- The records -
──────────
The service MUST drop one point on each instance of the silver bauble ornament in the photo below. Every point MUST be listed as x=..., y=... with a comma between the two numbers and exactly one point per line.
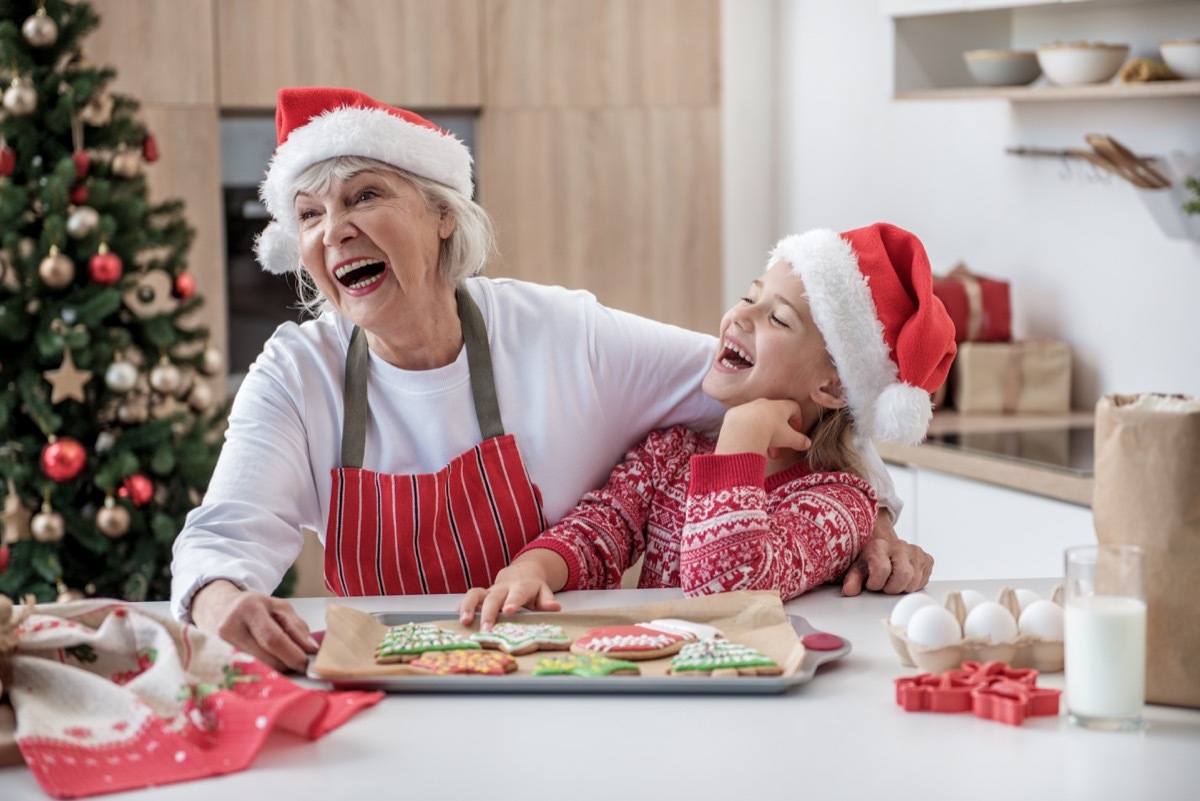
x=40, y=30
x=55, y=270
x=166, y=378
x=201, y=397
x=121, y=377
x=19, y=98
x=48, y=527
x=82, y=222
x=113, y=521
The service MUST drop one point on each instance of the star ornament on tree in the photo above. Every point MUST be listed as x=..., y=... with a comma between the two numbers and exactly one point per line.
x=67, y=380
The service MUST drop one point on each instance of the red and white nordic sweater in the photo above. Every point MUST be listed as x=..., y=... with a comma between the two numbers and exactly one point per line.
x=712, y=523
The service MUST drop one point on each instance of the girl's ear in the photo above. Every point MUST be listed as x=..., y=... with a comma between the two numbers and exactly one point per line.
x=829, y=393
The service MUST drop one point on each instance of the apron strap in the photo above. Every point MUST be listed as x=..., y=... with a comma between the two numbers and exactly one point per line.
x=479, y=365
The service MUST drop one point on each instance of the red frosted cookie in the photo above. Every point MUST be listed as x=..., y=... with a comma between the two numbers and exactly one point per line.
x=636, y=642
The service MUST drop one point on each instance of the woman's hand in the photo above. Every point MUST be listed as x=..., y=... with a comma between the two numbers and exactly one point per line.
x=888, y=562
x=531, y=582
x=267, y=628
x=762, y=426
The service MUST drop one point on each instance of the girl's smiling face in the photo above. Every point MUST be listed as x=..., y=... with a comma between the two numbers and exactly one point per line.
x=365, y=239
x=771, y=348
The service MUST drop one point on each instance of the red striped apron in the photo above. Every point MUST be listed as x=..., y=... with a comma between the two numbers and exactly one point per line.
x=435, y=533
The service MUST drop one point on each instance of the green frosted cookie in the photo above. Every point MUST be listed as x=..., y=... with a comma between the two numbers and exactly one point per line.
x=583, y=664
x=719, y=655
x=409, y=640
──────────
- Task requirements -
Copy exactly the lines from the one containing "of the woman's" through the last line of the records, both included, and nothing else.

- Task solution -
The service MUST drop one point on each instance of the woman's hand in the photo above. Every point MUST be listed as x=..., y=... with a comma between the two numbers and exactly one point per line.
x=888, y=562
x=531, y=582
x=267, y=628
x=762, y=426
The service MUST drop one point on each instance of the girl's smiling face in the photo above. Every point MUST be listed as x=..., y=... with a comma between the two numbers and exactly one point per line.
x=365, y=239
x=771, y=348
The service MUST drop one point on each instance of the red striped apron in the photo above. Every point MUST be listed as x=..., y=... with a comma between the two numbers and exactly one point per line.
x=435, y=533
The service MUST drop one point on each instance of the green frosted cookie in the photo above. Every point MUST be listed as x=..., y=... with a comma between the two numbers and exactly one point per line.
x=583, y=664
x=719, y=655
x=409, y=640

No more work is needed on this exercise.